Teaching children resilience

An article in The Times gives good advice on building resilience in children.

Teaching children resilienceThe basic idea is that parents shouldn’t jump in to remove stress from their offspring. Instead they should normalise their experiences, teach them to tolerate discomfort, and stand alongside them while they practice problem-solving with the child. All good advice. 

Adults can learn resilience too

I want now to extend this advice to adults. For it seems to me that many people do not have this basic art of resilience.

Too often people react to their unwanted experiences with anxiety, rage, frustration, avoidance and self-pity. Most likely because they were brought up to believe that a) bad things should not happen to people, b) that their unhappiness is caused by an evil, external force called ‘stress’, and c) that the appropriate response to ‘stress’ is to run away from it.

▶ [Source records]:
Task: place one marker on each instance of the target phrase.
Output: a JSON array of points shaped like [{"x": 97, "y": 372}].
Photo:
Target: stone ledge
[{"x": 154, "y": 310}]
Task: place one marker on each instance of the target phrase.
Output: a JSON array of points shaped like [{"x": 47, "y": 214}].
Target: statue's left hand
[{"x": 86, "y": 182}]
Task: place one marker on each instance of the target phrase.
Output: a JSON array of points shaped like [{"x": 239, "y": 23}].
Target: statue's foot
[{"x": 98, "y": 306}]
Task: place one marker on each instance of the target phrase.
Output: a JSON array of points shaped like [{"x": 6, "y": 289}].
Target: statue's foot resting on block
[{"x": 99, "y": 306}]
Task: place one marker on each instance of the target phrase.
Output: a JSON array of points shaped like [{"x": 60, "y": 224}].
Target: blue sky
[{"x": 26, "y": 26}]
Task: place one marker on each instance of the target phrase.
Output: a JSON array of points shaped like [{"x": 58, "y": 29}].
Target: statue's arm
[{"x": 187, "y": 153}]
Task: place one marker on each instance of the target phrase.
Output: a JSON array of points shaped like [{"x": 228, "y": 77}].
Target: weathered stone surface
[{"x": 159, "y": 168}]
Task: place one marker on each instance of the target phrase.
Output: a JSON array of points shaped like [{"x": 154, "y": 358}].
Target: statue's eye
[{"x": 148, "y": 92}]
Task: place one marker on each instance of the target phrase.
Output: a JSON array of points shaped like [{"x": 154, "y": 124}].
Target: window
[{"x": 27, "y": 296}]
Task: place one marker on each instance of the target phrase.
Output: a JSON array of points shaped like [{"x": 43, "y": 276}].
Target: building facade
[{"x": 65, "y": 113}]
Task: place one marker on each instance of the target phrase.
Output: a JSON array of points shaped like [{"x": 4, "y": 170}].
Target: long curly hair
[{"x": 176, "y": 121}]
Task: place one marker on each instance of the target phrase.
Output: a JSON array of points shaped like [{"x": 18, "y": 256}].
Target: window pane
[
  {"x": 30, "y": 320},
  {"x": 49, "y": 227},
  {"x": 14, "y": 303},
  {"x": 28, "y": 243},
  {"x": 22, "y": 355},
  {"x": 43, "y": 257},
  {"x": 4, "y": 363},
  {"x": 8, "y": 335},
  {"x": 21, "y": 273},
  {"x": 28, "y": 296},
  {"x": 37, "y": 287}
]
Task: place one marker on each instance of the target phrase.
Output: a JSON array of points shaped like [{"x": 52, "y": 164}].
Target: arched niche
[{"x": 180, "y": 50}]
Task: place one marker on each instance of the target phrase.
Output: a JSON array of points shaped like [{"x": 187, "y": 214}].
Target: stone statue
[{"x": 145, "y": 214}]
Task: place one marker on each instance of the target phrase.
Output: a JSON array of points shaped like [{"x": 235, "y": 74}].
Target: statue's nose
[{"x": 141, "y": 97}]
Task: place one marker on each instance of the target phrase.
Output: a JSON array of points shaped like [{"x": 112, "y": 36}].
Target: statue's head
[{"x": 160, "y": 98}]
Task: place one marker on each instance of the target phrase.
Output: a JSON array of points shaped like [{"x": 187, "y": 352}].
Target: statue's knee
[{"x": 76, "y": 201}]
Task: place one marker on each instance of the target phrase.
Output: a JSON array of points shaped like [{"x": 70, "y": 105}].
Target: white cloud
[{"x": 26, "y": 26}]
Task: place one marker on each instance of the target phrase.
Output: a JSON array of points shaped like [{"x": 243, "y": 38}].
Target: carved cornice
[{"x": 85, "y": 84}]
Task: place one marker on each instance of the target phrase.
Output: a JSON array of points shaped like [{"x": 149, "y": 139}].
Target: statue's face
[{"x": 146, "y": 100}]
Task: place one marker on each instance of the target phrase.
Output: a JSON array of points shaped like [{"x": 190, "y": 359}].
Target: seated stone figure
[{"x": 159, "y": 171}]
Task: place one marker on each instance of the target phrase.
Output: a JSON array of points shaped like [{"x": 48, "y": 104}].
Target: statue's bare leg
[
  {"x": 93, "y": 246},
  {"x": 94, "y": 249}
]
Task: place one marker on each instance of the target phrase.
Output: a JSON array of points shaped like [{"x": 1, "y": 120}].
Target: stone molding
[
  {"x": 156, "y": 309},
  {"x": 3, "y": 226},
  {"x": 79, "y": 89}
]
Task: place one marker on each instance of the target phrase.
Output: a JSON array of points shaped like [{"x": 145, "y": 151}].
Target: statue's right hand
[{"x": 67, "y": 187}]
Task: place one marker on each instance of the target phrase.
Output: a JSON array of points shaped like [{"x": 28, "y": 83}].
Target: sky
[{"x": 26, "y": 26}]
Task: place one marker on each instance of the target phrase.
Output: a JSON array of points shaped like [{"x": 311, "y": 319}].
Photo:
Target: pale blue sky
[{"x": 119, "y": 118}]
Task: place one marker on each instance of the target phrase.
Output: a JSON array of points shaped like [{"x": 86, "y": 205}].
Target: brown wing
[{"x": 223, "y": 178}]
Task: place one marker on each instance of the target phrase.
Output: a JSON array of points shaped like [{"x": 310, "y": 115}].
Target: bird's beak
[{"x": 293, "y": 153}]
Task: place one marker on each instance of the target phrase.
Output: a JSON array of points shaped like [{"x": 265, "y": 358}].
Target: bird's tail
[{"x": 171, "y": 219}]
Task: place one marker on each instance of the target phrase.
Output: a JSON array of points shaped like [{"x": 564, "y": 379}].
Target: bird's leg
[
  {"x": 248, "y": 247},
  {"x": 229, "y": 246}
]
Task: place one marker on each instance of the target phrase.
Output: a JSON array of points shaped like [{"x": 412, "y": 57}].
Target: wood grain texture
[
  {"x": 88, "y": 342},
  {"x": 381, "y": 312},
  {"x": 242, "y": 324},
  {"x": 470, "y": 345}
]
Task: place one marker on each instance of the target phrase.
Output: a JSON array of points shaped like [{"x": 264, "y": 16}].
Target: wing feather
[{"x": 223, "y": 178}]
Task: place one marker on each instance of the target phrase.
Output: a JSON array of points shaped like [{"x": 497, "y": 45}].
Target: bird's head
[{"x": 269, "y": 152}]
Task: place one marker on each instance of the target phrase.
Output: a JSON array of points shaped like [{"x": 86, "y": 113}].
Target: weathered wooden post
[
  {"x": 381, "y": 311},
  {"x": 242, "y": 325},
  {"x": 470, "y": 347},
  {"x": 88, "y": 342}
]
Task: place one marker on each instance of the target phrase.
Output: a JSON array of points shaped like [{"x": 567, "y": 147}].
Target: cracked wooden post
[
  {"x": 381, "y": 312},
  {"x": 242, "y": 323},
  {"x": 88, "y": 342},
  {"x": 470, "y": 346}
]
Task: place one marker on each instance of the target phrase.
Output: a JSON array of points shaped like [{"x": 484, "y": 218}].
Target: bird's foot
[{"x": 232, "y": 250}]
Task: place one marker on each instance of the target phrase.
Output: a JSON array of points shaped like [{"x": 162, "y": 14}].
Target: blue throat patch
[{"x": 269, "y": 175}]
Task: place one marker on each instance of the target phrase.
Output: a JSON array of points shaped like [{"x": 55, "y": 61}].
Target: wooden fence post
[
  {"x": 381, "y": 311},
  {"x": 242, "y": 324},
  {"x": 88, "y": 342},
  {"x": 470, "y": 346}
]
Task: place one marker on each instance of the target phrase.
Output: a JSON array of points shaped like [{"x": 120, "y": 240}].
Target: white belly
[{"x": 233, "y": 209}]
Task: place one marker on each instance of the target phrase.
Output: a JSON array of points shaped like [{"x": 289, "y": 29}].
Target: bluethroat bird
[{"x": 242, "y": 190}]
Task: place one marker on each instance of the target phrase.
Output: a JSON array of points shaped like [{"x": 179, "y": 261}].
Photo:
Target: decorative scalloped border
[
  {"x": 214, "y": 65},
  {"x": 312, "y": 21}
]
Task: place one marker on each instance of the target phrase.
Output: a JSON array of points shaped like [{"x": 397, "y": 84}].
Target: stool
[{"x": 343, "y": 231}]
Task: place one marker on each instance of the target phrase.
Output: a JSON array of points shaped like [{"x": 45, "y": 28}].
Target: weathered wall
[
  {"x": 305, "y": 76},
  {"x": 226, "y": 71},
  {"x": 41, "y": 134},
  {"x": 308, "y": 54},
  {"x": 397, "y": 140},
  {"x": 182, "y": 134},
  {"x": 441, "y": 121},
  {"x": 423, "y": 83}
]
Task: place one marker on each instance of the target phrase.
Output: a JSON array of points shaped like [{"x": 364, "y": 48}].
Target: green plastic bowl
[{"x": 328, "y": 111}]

▶ [STATED GOAL]: Name every reaction to unwanted experiences that the resilience passage says people too often show.

▶ [REPLY TO THE TASK]: Anxiety, rage, frustration, avoidance and self-pity.